▶ [Jobs]:
a - In the essay on the final Beatles song, why was Now and Then left off The Beatles Anthology? Answer in one to three sentences.
b - Carry the essay on the final Beatles song forward, starting after its last sentence.

The Final Beatles Song

Living at the time of a new Beatles song was something I never thought I would experience. Living during the time of any new Beatles release is hard to believe, as the last one had happened nearly thirty years ago, and before that another twenty. The Beatles finalized their breakup near fifty years ago, the papers dissolving The Beatles partnership were signed in 1974, yet here we are in 2023, listening to a new song.


Well, “new”. Now and Then was a widely known [and easy to find] demo from John Lennon, recorded during the 1970s. They attempted to clean up the recording in 1995 with producer Jeff Lynne to be included on The Beatles Anthology set, which had included two new songs [Free as A Bird and Real Love]. Now and Then was not able to make it on the anthology due to the poor quality of the demo, Lennon’s vocals sticking to the piano notes, yet The Beatles [Threetles] still worked on it, George Harrison adding a guitar to the song. In 2022, Ringo Starr and Paul McCartney, aided with modern technology, added drums, bass, backing vocals, and viola: a "new" Beatles song.


There’s been some discourse about the song, the main gripe coming from this idea that it isn’t really a Beatles song because it wasn’t a “genuine” collaboration between the four members. Well, I’d just like to say to people who think that: do you know anything about The Beatles?


This isn’t a collaboration between all four members, therefore not a Beatles song. Okay, so I suppose Yesterday, Within You Without You, and Here Comes the Sun, I Me Mine, Back in The U.S.S.R, AND Blackbird aren’t Beatles songs either. Half of McCartney’s songs feature not a single Beatle but McCartney on them, Lennon was a no-show for most of Harrison’s pieces, and Starr was often left out of recording sessions. Does the lack of all four Beatles here equate to these being any less Beatles songs? If anything, the fact all the Beatles are on a later era track is impressive. You have Lennon from the 1970s, Harrison for the 1990s, and Starr and McCartney doing recent work. That’s more collaboration than nearly anything on The White Album.

 

I’ve been a fan of the band since I was about 11 years old. It’s an uneven love but it’s a love nonetheless. They’re the one thing I’ve loved the longest and never really gotten over, even if I do constantly put them down. I guess it’s very Two of Us: ‘you and I have memories / longer than the road that stretches up ahead’. It feels that once the band announces anything I’m reduced to tears: Get Back, IMAX screenings, covers of their music, Now and Then. I can’t say I didn’t cry both times I watched the short film attached to the new song, something about the realization that I’ll be alive for a Beatles release, the last one, was overtaking, even on top of it just being my tear trigger [The Beatles].


I guess I cried at the reminder Harrison is gone. How old McCartney and Starr really are now, in my head they’re constantly 25. How this is probably the last track we’ll hear Lennon on. I mean, this is one of the closest things we’ll get to the true end of The Beatles. I don’t think they’re done yet, Carnival of Light and countless other songs are known to be lost at the moment and will one day see the Now and Then treatment in distant years. But this is the end for right now, and it’s bittersweet.

▶ [Data provided]:
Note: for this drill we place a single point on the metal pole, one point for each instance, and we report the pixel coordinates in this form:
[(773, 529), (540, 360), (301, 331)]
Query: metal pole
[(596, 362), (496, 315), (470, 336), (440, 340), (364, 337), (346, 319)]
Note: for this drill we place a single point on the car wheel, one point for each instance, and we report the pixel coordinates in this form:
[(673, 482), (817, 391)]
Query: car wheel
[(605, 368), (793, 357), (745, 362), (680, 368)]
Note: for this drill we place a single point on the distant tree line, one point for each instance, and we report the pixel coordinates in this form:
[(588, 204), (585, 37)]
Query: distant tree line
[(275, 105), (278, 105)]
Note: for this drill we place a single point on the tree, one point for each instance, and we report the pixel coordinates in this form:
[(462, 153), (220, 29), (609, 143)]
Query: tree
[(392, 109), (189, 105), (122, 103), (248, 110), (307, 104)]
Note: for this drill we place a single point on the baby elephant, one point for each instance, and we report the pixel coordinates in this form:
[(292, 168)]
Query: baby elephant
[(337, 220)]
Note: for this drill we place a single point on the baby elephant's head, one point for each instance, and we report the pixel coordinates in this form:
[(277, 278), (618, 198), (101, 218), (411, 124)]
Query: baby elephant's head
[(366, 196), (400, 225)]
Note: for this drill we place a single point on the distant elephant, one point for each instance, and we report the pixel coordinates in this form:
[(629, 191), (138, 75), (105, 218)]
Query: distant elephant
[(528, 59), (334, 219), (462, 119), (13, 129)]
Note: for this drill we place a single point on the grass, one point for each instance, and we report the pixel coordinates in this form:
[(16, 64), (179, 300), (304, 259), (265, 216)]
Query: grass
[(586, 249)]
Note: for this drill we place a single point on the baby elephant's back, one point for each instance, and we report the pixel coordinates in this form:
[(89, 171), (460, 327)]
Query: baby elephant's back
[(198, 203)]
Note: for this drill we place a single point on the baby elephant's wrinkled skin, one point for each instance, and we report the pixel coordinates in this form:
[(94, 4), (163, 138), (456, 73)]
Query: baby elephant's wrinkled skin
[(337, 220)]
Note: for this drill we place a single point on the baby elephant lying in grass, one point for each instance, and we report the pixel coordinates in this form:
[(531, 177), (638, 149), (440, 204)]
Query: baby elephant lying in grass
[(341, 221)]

▶ [Answers in order]:
a - Now and Then was left off the anthology because the demo was of poor quality. Lennon's vocals stuck to the piano notes.

b -
If we must start again / Well, we will know for sure / That I will love you / Now and then / I miss you / Oh, now and then / I want you to be there for me


The song feels like an ending. References to the past and present, reminders of love, and even to starting again. It’s reminiscent of the final song recorded for Abbey Road, the final song recorded with all four Beatles together in the room, the one that ended their recording career with In the end / The love you take / Is equal to the love you make. No matter how many “last” Beatles songs there have been, there has always been a bit of a lesson about love thrown in there for good measure. It was Tom Petty who said all The Beatles did as a group was make people happy, and they got treated like shit in return. Even if they hated each other at points they were still hammering away at songs because it would make the public happy, their songs of love and harmony rank them as the greatest band of all time. They’ve ended three times with a song about love. The band who had members shot, stabbed, ridiculed, has tried to end on a note of love three times.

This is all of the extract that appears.